Text passage —
The middle period was a time of notable cultural development. The Satavahanas, also known as the Andhras, were a dynasty which ruled in Southern and Central India starting from around 230 BC. Satakarni, the sixth ruler of the Satvahana dynasty, defeated the Sunga dynasty of North India. Gautamiputra Satakarni was another notable ruler of the dynasty. Kuninda Kingdom was a small Himalayan state that survived from around the 2nd century BC to roughly the 3rd century AD. The Kushanas invaded north-western India about the middle of the 1st century AD, from Central Asia, and founded an empire that eventually stretched from Peshawar to the middle Ganges and, perhaps, as far as the Bay of Bengal. It also included ancient Bactria (in the north of modern Afghanistan) and southern Tajikistan. The Western Satraps (35-405 CE) were Saka rulers of the western and central part of India. Kshatrapas were contemporaneous with the Kushans who ruled the northern part of the Indian subcontinent, and the Satavahana (Andhra) who ruled in Central India.

Different empires such as the Pandyan Kingdom, Early Cholas, Chera dynasty, Kadamba Dynasty, Western Ganga Dynasty, Pallavas and Chalukya dynasty dominated the southern part of the Indian peninsula, at different periods of time. Several southern kingdoms formed overseas empires that stretched across South East Asia. The kingdoms warred with each other and Deccan states, for domination of the south. Kalabhras, a Buddhist kingdom, briefly interrupted the usual domination of the Cholas, Cheras and Pandyas in the South.

Required work —
A - Answer these questions from the passage on India's middle period:
(i) Which dynasty did Satakarni defeat?
(ii) From what region did the Kushanas invade north-western India?
(iii) Which Buddhist kingdom briefly interrupted the domination of the Cholas, Cheras and Pandyas in the South?
B - From the passage on India's middle period, pull out word for word the part that opens with the words containing "Different empires such" and closes with "in the South.".

Supplied records —
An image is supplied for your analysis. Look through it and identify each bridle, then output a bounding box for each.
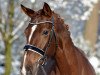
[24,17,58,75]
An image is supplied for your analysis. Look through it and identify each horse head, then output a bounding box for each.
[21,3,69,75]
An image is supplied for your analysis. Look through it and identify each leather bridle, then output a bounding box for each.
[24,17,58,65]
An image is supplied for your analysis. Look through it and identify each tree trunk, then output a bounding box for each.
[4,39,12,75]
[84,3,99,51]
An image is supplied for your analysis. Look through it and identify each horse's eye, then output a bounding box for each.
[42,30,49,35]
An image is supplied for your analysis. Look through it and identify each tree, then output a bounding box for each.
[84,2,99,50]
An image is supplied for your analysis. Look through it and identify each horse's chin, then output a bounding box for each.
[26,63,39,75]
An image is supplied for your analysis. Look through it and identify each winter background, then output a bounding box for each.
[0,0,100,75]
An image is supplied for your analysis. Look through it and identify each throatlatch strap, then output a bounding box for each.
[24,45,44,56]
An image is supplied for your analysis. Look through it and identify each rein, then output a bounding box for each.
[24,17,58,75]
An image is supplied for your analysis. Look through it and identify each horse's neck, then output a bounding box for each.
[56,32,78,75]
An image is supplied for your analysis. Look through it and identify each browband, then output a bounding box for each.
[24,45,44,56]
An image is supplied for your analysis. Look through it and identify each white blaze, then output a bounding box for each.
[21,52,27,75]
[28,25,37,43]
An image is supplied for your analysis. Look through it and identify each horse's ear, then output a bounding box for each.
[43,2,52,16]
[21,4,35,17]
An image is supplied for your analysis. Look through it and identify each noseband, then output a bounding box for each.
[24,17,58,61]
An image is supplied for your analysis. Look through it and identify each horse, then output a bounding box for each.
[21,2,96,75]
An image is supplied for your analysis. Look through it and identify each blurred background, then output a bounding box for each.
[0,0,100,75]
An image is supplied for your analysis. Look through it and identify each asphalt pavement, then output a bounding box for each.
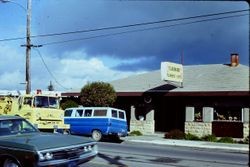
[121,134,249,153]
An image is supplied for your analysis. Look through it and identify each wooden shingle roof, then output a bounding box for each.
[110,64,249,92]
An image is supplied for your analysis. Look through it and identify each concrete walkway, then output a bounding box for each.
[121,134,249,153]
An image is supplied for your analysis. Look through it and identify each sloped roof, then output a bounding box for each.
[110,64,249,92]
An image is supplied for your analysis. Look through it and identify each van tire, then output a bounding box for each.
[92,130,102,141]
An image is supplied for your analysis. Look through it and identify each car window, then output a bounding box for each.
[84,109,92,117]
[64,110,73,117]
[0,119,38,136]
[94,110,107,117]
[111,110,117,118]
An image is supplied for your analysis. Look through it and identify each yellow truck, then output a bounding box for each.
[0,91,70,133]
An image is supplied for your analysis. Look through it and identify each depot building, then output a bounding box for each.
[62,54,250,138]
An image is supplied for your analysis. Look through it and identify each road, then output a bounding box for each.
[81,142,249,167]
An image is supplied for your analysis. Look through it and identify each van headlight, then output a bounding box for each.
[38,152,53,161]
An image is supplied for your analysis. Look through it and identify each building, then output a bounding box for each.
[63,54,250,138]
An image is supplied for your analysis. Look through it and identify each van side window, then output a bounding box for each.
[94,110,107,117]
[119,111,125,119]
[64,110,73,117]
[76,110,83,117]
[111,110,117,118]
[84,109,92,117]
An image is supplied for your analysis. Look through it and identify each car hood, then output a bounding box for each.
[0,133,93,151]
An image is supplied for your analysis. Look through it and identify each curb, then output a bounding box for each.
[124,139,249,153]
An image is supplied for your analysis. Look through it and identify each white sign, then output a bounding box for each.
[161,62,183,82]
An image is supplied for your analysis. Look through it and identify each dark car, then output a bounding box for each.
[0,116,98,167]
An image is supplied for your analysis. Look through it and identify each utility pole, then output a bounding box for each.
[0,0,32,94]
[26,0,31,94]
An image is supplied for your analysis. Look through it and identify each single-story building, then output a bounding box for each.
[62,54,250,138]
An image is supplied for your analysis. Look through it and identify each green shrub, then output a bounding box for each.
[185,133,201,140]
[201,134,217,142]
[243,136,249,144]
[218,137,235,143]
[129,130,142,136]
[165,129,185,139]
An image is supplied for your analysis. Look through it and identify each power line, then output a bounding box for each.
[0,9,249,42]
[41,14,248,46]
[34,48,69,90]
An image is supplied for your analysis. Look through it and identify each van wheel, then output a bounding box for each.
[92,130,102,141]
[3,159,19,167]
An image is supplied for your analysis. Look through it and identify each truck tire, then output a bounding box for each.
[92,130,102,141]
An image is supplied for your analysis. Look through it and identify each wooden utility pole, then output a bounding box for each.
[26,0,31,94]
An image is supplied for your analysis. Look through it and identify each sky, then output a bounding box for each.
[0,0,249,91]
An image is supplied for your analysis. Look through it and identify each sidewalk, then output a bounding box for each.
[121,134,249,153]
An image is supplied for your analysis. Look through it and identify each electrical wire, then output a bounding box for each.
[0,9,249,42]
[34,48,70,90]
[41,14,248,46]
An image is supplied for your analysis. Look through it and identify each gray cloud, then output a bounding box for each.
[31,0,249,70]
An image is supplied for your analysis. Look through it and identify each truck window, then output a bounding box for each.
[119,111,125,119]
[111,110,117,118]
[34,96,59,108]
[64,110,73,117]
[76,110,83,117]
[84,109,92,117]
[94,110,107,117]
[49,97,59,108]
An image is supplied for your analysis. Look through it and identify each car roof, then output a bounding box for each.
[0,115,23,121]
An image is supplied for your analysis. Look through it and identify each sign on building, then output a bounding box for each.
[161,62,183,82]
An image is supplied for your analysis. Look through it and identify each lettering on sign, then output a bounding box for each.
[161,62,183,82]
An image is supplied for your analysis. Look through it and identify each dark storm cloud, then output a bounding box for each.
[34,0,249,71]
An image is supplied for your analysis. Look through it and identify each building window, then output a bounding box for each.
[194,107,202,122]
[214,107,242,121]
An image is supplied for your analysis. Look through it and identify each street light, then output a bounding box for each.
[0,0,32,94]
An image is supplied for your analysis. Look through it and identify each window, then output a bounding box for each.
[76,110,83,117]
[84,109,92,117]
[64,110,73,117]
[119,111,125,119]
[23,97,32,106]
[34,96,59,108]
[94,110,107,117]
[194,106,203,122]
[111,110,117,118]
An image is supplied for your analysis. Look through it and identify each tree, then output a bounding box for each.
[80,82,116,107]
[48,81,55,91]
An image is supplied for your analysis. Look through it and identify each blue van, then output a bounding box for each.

Answers below —
A -
(i) The Sunga dynasty of North India
(ii) Central Asia
(iii) The Kalabhras

B -
Different empires such as the Pandyan Kingdom, Early Cholas, Chera dynasty, Kadamba Dynasty, Western Ganga Dynasty, Pallavas and Chalukya dynasty dominated the southern part of the Indian peninsula, at different periods of time. Several southern kingdoms formed overseas empires that stretched across South East Asia. The kingdoms warred with each other and Deccan states, for domination of the south. Kalabhras, a Buddhist kingdom, briefly interrupted the usual domination of the Cholas, Cheras and Pandyas in the South.